WORK INSTRUCTIONS: Copy out the part of the material that opens with the line containing "Can you find the white wall?" and closes with the line containing "pixel 29 347", keeping every line unchanged and including both ends.
··· ROWS ···
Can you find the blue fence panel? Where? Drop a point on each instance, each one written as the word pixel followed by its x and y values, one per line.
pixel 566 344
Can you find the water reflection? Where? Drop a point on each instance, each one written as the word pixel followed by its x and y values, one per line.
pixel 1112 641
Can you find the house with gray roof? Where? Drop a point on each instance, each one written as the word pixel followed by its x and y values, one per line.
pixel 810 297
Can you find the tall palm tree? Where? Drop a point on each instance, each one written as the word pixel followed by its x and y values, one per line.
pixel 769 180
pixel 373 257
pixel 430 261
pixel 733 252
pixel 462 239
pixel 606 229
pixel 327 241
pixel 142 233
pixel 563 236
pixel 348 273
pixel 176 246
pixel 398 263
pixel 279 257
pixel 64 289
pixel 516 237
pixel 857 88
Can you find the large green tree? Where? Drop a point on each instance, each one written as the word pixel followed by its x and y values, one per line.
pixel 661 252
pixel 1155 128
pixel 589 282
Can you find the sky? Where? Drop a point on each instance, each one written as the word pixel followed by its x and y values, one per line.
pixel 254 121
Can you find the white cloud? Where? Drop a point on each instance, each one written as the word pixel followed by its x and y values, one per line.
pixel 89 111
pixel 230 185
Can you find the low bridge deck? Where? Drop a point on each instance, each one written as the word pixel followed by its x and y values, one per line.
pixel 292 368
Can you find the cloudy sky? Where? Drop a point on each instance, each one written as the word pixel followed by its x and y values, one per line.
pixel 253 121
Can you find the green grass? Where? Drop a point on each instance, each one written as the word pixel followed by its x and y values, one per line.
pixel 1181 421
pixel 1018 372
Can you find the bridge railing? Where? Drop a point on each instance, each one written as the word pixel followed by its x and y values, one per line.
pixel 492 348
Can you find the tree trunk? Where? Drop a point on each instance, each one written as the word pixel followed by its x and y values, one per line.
···
··· ROWS ···
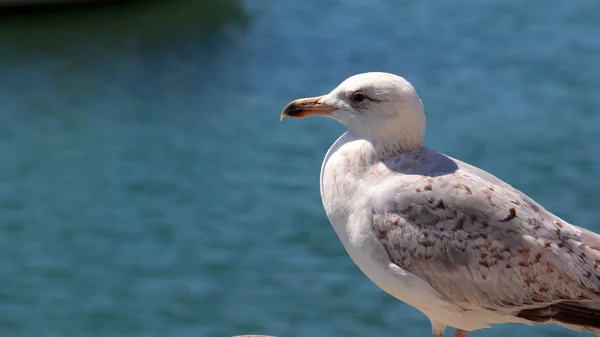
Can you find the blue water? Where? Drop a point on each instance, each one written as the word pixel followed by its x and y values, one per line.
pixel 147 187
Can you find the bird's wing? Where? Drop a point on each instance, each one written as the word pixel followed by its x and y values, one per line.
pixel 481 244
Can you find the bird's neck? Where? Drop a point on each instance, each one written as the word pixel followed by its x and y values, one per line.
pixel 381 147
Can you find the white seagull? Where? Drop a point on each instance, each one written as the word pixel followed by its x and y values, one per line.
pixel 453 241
···
··· ROWS ···
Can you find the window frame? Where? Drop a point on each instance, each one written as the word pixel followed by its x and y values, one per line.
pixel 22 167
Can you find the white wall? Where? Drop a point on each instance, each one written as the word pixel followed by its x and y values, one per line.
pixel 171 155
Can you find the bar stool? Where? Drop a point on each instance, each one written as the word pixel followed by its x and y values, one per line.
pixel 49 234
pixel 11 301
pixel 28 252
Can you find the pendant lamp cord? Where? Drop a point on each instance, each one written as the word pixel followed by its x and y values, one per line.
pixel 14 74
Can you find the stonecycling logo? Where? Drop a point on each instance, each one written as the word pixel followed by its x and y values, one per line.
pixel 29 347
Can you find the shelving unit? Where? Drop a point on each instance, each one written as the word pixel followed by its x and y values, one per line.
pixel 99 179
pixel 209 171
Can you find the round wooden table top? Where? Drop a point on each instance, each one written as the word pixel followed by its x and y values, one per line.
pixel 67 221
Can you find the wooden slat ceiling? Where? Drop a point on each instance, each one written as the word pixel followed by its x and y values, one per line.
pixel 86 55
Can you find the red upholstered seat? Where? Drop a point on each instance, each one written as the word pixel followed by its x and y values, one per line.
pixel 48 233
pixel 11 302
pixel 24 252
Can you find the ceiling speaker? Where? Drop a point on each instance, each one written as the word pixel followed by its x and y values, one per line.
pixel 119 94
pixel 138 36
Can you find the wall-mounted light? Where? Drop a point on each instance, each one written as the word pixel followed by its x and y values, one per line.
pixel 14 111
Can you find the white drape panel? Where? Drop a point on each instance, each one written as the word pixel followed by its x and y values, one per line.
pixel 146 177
···
OUTPUT OF THE EXERCISE:
Can you find the white wall? Where? Drop a point on each instance, each one written as the word pixel followed by its x and y values, one per line.
pixel 171 155
Can you find the bar stool? Where? Drop a point on each instance, each one written as the word pixel followed by its x and y values, one per line.
pixel 49 234
pixel 11 301
pixel 28 252
Can you find the pendant lamp cord? Where? Drop a point on each instance, each one written as the word pixel followed by its x and y values, one per line.
pixel 14 74
Can you find the stonecycling logo? Where? Drop a point on each instance, each one written as the word pixel followed by its x and y values, one per line.
pixel 29 347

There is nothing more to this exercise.